Testo di partenza ::
* * * * * * * * *

Giunto ai suoi 96 anni di età il celebre scrittore decide di compiere un inaspettato coming out e nel suo ultimo volume, appena uscito in libreria, avverte la necessità di riconsiderare in una chiave diversa il rapporto con il suo più caro amico di infanzia, un sentimento tanto intenso da apparire quasi di natura omoerotica.
Accade che il giorno del suo novantatreesimo compleanno gli venga recapitato a casa un plico di lettere da lui spedite in altri tempi e di cui aveva completamente dimenticato l’esistenza: “Queste lettere infatti sono quelle che io ho scritto a Peppino quando ero militare a Caserta, dal febbraio a maggio del ‘43. Non sapevo che Peppino le avesse conservate e nemmeno ricordavo di averle scritte, ma ora che le ho lette fanno certamente parte della mia biografia, e riguardano un me stesso che solo ora, attraverso la lettura di queste lettere, mi si è palesato. Davvero non sapevo di essere stato un così sprovveduto e inerme adolescente alla mercé dei miei confusi sentimenti e stati d’animo”.
Siamo nel bel mezzo della seconda guerra mondiale. Il protagonista è stato richiamato alle armi, sradicato dalla sua vita civile di “ragazzo un po’ viziato” e spedito presso il 52° Battaglione d’Istruzione che egli, per dispetto, ribattezza di Distruzione. La naia a Caserta è quanto di più estraneo alla sua mentalità e alle sue abitudini, il rifiuto che ne prova è caparbio quanto disperato; preferisce “il digiuno alla gavetta”, ogni rito gli è insopportabile, dal risveglio all’alba fino all’ora del silenzio in camerata. Patisce l’acqua gelata delle abluzioni, le fasce alle caviglie, gli scarponi, l’orbace pungente, i pidocchi nel pagliericcio che non lo lasciano dormire: “tutto era disgustoso come il sapore del rancio”. E inoltre “il febbraio del ’43 fu un mese maledettamente freddo.”
La sua “furente inadattabilità” si salda all’acuta nostalgia per gli amici di Posillipo e di piazza Sannazzaro, “dov’era la casa di Peppino”. L’unica fuga mentale e consolazione rimangono le lettere che egli scrive all’amico, “un’amicizia molto simile all’amore, anche se non proprio omosessuale perché non c’era sesso e c’era forse troppo sentimento”.

* * * * * * * * *

Materiale estratto ::
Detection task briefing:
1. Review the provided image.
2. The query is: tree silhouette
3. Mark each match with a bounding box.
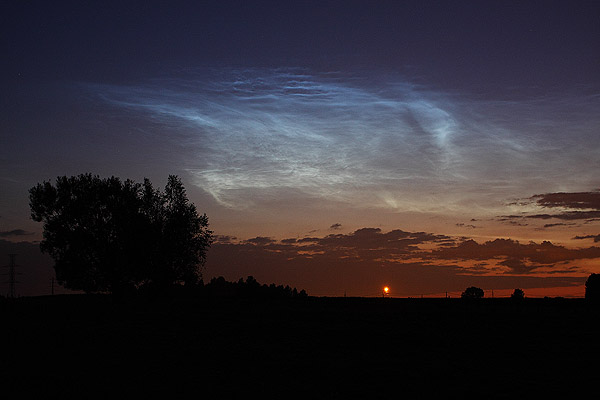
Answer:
[29,174,212,295]
[460,286,483,299]
[585,274,600,302]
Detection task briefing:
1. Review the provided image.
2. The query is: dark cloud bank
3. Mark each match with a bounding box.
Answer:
[206,228,600,295]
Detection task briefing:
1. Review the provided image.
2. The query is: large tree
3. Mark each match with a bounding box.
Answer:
[29,174,212,295]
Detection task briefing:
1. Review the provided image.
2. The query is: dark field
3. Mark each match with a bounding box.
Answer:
[0,295,600,399]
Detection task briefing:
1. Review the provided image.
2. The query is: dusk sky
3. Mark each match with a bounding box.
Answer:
[0,0,600,297]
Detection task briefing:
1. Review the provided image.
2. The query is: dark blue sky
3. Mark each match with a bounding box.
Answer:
[0,0,600,294]
[2,1,600,90]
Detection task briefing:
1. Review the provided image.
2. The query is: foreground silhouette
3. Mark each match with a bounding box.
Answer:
[29,174,212,297]
[0,294,600,399]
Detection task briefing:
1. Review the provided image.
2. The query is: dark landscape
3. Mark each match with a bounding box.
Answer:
[1,295,600,398]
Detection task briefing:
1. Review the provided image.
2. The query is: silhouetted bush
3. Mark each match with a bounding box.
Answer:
[460,286,483,299]
[203,276,308,299]
[585,274,600,302]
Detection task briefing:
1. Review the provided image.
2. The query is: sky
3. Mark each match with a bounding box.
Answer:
[0,0,600,297]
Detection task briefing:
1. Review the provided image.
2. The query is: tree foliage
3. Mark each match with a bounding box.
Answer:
[460,286,483,299]
[29,174,212,294]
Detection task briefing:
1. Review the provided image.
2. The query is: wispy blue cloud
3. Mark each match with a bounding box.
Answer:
[87,69,600,211]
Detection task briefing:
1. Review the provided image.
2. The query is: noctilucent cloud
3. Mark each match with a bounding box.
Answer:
[81,68,600,216]
[0,0,600,296]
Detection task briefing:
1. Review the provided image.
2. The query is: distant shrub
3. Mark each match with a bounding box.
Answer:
[204,276,308,298]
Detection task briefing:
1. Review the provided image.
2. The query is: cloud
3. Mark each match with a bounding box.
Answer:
[424,239,600,274]
[497,191,600,223]
[573,235,600,243]
[207,228,600,282]
[206,228,600,296]
[531,191,600,211]
[81,68,600,212]
[246,236,275,246]
[0,229,33,237]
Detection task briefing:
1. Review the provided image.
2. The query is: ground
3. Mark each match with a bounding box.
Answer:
[0,295,600,399]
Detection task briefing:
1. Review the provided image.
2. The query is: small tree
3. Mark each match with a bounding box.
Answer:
[29,174,212,295]
[585,274,600,302]
[460,286,483,299]
[510,289,525,300]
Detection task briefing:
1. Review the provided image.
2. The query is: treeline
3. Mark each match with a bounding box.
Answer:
[202,276,308,298]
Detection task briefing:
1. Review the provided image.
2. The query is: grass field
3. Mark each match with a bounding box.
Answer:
[0,295,600,399]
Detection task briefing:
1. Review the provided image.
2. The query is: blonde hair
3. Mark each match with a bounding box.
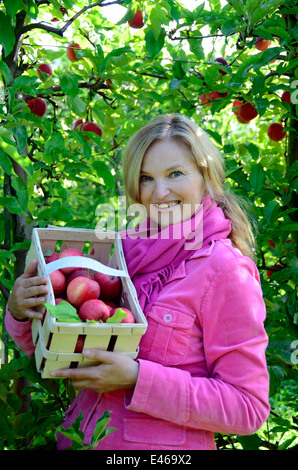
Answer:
[123,114,255,259]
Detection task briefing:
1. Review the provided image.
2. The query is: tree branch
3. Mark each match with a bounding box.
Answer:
[21,0,123,37]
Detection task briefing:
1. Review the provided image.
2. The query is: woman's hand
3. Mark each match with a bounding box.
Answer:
[51,349,139,393]
[7,260,49,320]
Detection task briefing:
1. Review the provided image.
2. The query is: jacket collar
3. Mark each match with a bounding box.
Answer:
[169,241,215,282]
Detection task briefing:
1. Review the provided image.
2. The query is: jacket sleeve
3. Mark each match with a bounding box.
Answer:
[4,309,35,357]
[126,258,270,434]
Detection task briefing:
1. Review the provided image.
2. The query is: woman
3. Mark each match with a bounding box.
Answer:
[6,115,269,450]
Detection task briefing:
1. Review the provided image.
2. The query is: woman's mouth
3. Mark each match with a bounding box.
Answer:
[153,201,181,209]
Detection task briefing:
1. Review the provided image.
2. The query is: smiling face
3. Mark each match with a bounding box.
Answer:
[140,140,205,229]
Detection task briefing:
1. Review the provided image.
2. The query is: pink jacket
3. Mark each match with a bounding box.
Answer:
[6,239,270,450]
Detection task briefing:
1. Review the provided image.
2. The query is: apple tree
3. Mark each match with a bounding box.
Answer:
[0,0,298,449]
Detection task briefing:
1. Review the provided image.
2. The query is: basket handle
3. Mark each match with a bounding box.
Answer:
[44,256,129,277]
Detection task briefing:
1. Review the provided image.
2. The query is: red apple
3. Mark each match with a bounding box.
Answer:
[66,268,94,285]
[72,119,84,131]
[267,122,287,142]
[66,276,100,307]
[110,307,135,323]
[233,100,243,116]
[37,64,53,78]
[215,57,229,75]
[238,103,259,122]
[128,10,144,29]
[49,269,66,297]
[79,299,110,323]
[94,273,122,300]
[66,42,81,62]
[59,248,84,274]
[255,36,271,51]
[74,335,86,353]
[281,91,291,104]
[26,97,47,117]
[80,122,102,138]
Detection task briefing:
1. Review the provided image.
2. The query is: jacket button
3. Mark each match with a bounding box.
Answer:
[163,313,173,323]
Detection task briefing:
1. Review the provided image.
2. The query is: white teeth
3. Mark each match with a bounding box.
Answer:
[155,201,179,209]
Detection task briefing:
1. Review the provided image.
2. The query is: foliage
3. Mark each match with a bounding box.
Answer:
[0,0,298,449]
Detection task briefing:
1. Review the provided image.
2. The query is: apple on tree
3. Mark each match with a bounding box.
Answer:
[66,276,100,307]
[26,96,47,117]
[238,102,259,123]
[267,122,287,142]
[128,10,144,29]
[66,42,82,62]
[215,57,229,75]
[79,121,102,139]
[281,91,291,104]
[255,36,271,51]
[37,64,53,79]
[94,272,122,300]
[72,119,84,131]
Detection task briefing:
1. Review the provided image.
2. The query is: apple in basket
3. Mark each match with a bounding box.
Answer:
[110,307,135,323]
[79,299,110,323]
[66,276,100,307]
[94,272,121,300]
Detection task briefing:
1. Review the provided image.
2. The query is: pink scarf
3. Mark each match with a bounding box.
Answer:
[121,195,231,313]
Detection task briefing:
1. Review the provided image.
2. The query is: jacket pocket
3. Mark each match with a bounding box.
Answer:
[139,305,195,366]
[123,418,186,446]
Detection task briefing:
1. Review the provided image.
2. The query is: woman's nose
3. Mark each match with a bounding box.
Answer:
[154,180,170,201]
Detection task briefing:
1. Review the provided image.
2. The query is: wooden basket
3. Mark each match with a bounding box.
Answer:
[26,227,147,378]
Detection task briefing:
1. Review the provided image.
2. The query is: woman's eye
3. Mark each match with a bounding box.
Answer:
[171,170,182,178]
[140,175,151,183]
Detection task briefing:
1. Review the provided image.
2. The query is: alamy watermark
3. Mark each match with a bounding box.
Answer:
[291,339,298,366]
[95,196,203,250]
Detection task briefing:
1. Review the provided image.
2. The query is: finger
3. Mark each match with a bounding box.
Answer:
[25,309,43,320]
[51,367,98,380]
[23,297,47,310]
[22,285,49,299]
[21,276,48,289]
[22,259,38,278]
[82,348,117,364]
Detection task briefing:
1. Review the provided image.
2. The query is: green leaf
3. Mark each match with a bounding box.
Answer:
[44,300,81,323]
[90,411,115,448]
[249,163,266,194]
[145,29,165,57]
[92,160,115,188]
[106,307,127,323]
[0,11,16,57]
[228,0,245,16]
[0,149,13,175]
[44,132,64,155]
[237,434,262,450]
[67,96,87,116]
[173,62,185,80]
[60,73,79,98]
[0,60,11,83]
[0,196,23,214]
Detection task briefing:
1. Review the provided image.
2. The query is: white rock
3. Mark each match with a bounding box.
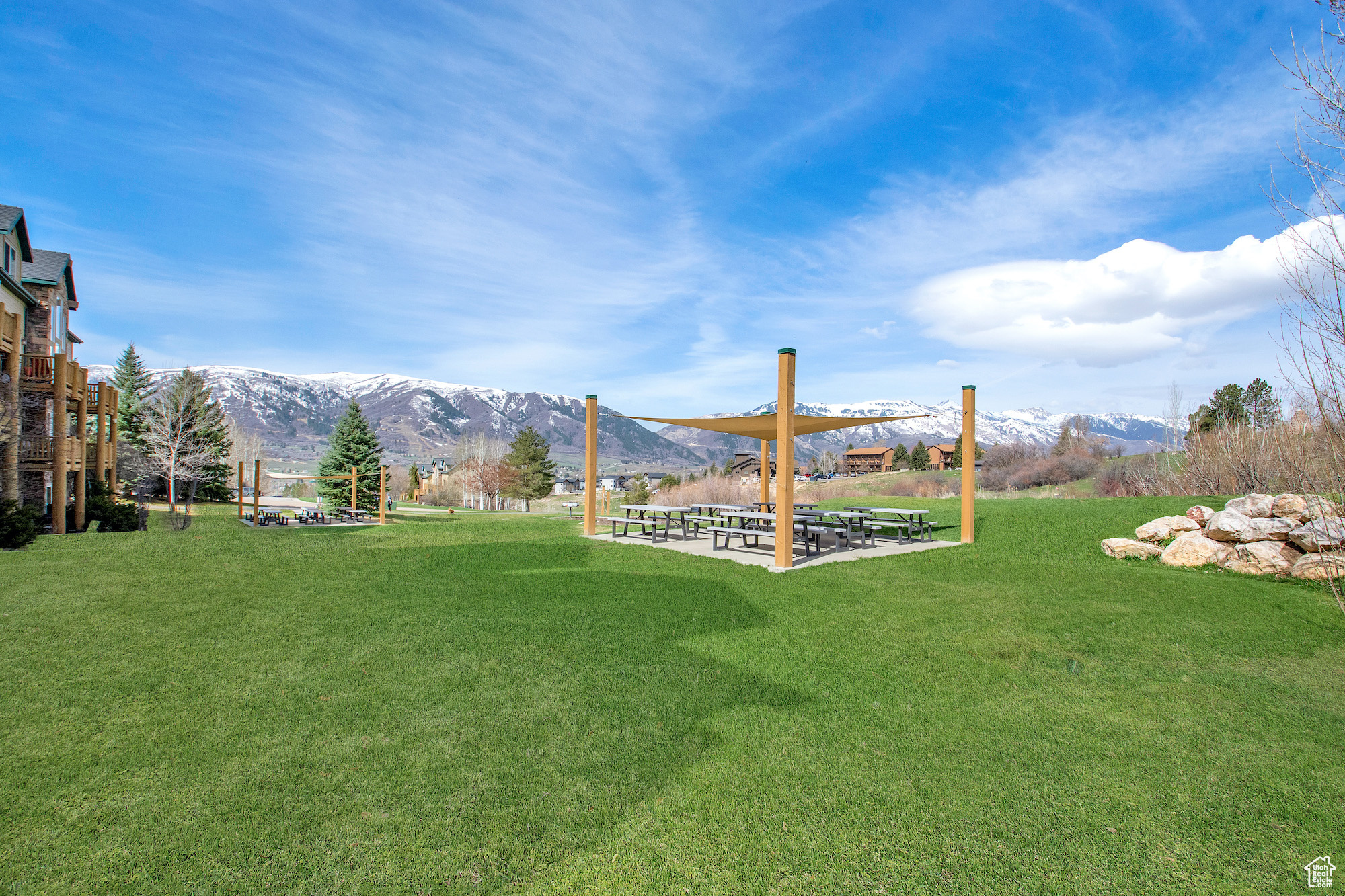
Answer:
[1302,495,1341,521]
[1186,505,1215,526]
[1102,538,1163,559]
[1159,532,1233,567]
[1290,552,1345,581]
[1271,494,1307,521]
[1224,491,1275,517]
[1237,517,1298,542]
[1289,517,1345,553]
[1205,502,1252,541]
[1135,517,1200,542]
[1220,541,1303,576]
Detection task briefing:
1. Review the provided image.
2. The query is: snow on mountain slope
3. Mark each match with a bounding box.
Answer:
[90,364,703,467]
[90,364,1167,469]
[659,399,1169,460]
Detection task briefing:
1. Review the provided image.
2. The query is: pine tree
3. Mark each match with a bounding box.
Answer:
[911,441,929,470]
[621,474,654,505]
[317,401,383,512]
[1243,376,1280,429]
[112,343,153,451]
[503,426,555,512]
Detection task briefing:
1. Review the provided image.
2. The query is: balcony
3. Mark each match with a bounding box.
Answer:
[19,436,83,473]
[19,355,79,401]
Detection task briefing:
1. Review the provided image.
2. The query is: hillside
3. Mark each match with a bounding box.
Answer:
[659,399,1170,459]
[90,364,1167,469]
[90,366,705,467]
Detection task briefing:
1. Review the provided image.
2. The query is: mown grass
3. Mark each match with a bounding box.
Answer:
[0,498,1345,893]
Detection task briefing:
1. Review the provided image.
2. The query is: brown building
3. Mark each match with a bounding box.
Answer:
[0,206,117,533]
[929,445,956,470]
[845,445,897,473]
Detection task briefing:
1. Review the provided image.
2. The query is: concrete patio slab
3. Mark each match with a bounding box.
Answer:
[585,533,959,572]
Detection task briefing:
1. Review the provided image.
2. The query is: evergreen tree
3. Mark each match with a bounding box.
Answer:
[1049,419,1075,458]
[621,474,654,505]
[911,440,929,470]
[503,426,557,512]
[1243,376,1280,429]
[317,401,383,513]
[1186,380,1254,436]
[948,434,986,470]
[112,343,153,451]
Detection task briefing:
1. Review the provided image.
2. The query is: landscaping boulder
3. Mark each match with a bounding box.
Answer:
[1159,532,1233,567]
[1271,494,1307,521]
[1220,541,1303,576]
[1186,505,1215,526]
[1102,538,1163,560]
[1205,514,1252,541]
[1224,491,1275,517]
[1302,495,1341,521]
[1237,517,1298,542]
[1135,517,1200,542]
[1289,517,1345,553]
[1290,552,1345,581]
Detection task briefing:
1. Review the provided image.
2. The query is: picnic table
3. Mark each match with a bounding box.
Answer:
[710,510,835,557]
[846,507,937,541]
[621,505,699,541]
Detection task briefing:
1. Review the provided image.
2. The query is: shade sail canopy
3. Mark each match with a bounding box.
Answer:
[613,414,933,441]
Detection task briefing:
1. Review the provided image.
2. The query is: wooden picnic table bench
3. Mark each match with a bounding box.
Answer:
[599,517,671,542]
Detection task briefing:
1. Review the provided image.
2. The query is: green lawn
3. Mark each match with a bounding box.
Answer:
[0,498,1345,895]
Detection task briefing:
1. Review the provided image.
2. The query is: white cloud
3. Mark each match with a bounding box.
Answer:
[913,223,1321,367]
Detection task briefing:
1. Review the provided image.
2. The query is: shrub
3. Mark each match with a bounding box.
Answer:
[0,501,42,551]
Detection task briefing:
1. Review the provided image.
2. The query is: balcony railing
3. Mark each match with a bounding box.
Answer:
[19,436,82,470]
[19,355,79,399]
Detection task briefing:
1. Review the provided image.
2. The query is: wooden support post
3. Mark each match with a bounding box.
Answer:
[108,387,121,491]
[75,367,89,532]
[584,395,597,536]
[775,348,795,568]
[761,438,771,510]
[93,382,108,481]
[0,333,23,501]
[962,386,976,545]
[51,355,70,536]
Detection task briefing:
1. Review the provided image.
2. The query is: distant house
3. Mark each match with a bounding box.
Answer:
[929,445,956,470]
[551,477,584,495]
[845,445,897,473]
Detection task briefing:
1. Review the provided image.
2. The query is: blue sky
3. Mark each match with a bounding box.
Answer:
[0,0,1323,414]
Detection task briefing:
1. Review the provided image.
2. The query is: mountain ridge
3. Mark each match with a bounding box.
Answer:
[90,364,1170,469]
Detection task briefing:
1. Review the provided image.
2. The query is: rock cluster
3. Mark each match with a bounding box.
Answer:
[1102,494,1345,581]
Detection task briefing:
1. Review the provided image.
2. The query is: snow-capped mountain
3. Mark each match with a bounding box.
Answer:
[659,399,1170,460]
[90,366,705,467]
[90,366,1167,469]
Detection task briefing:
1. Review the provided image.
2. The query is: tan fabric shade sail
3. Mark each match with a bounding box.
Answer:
[612,414,933,441]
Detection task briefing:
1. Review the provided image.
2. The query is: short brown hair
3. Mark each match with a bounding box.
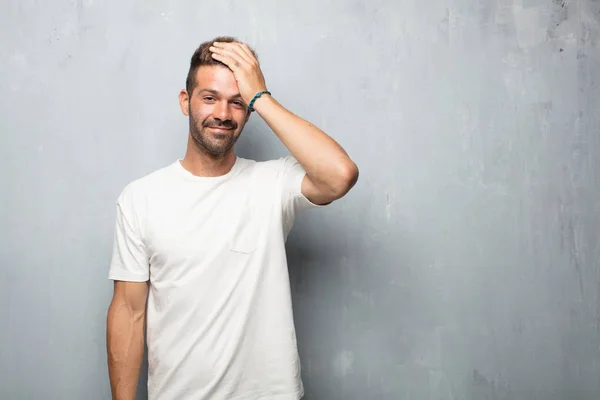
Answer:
[185,36,258,95]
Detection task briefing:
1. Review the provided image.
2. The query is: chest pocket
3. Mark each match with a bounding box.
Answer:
[229,205,268,254]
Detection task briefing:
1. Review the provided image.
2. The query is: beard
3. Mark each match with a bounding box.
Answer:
[189,110,243,156]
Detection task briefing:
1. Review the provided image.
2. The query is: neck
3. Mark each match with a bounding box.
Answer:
[181,137,236,177]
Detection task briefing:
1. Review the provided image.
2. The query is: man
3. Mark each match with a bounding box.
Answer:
[107,37,358,400]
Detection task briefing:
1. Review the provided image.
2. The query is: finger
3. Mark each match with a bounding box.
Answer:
[210,46,249,67]
[240,43,258,64]
[215,42,252,64]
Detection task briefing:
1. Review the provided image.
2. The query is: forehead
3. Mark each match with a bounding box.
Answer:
[194,65,240,96]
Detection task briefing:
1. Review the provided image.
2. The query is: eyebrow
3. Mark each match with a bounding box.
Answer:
[198,88,242,99]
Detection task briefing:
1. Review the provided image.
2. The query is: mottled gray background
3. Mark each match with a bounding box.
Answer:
[0,0,600,400]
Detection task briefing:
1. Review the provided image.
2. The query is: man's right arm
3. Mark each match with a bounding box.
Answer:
[106,281,148,400]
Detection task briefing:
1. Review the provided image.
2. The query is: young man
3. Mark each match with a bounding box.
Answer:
[107,37,358,400]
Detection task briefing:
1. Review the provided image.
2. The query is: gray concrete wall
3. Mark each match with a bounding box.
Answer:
[0,0,600,400]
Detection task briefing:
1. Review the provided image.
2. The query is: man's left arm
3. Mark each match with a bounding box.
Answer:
[211,43,358,205]
[254,95,358,204]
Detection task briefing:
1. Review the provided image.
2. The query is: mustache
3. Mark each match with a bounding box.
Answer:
[202,120,237,129]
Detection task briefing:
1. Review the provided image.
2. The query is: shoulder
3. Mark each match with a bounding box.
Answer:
[244,156,300,174]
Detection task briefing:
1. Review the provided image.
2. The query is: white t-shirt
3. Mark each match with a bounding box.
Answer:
[109,157,322,400]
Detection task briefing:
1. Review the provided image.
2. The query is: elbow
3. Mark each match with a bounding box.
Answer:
[332,161,359,198]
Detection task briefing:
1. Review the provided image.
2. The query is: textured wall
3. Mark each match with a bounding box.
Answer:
[0,0,600,400]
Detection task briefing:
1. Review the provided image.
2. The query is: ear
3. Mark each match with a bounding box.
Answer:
[179,89,190,117]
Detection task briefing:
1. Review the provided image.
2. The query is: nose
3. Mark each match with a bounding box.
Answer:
[213,100,232,121]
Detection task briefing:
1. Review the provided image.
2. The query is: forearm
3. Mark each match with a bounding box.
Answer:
[107,303,145,400]
[254,95,357,192]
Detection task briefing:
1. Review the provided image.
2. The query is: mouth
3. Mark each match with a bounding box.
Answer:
[209,126,233,132]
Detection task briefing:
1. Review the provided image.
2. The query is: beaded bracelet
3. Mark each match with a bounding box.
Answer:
[248,90,271,111]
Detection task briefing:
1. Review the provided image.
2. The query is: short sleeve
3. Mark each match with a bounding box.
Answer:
[108,187,150,282]
[281,156,325,234]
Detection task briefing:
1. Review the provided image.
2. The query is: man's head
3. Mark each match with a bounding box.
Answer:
[179,37,256,156]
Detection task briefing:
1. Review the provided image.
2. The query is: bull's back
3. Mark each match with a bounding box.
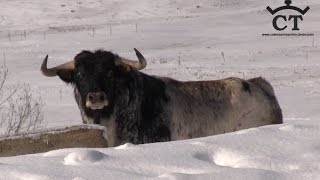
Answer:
[167,78,282,140]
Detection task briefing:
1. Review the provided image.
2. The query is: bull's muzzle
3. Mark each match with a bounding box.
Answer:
[86,92,108,110]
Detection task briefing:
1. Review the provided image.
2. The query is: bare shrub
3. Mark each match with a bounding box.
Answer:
[0,63,43,134]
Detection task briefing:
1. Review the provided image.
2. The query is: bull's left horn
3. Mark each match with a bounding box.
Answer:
[41,55,74,77]
[120,48,147,70]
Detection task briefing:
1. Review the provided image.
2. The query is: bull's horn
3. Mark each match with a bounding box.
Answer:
[120,48,147,70]
[41,55,74,77]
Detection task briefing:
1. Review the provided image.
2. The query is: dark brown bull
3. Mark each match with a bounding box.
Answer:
[41,49,282,146]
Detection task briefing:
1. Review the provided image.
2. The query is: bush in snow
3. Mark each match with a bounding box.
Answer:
[0,63,43,134]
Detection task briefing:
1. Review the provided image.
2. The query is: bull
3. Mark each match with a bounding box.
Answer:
[41,49,283,147]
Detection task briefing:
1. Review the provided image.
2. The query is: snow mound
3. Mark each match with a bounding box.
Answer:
[115,143,134,149]
[64,150,108,165]
[213,149,248,168]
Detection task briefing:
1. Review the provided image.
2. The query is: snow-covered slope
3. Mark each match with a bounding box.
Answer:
[0,0,320,180]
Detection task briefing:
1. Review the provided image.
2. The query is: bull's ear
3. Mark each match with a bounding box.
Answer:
[57,70,73,83]
[119,64,134,73]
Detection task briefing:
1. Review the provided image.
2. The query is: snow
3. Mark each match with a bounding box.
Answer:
[0,0,320,180]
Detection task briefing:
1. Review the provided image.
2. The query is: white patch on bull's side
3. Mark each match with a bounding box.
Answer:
[167,78,275,140]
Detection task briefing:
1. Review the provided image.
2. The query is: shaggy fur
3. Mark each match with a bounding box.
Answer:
[54,50,282,146]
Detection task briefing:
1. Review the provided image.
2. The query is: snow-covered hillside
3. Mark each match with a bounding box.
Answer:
[0,0,320,180]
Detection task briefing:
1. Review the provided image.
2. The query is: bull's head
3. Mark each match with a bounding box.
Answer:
[41,49,147,111]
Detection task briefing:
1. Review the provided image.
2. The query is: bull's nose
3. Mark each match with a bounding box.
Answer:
[86,92,108,109]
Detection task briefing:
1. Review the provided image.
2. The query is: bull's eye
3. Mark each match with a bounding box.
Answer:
[76,72,83,80]
[107,71,113,78]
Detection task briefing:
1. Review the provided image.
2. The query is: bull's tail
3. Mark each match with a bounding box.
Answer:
[248,77,283,124]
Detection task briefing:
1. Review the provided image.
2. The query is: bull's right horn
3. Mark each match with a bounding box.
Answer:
[41,55,74,77]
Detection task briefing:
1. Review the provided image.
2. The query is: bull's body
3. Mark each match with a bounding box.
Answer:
[40,48,282,146]
[75,71,282,146]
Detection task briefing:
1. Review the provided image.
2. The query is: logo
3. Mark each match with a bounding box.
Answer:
[267,0,310,31]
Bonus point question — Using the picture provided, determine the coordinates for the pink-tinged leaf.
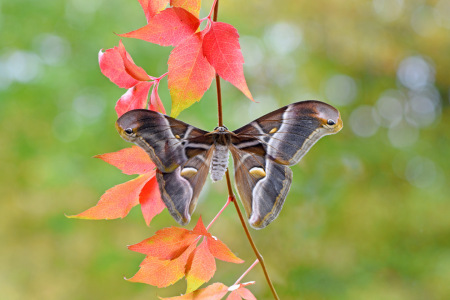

* * * * * * * * *

Nel testo sullo scrittore di 96 anni, trova tutte le cose che il protagonista patisce durante il servizio militare a Caserta e scrivile in un elenco.

Risposta completa ::
- l'acqua gelata delle abluzioni
- le fasce alle caviglie
- gli scarponi
- l'orbace pungente
- i pidocchi nel pagliericcio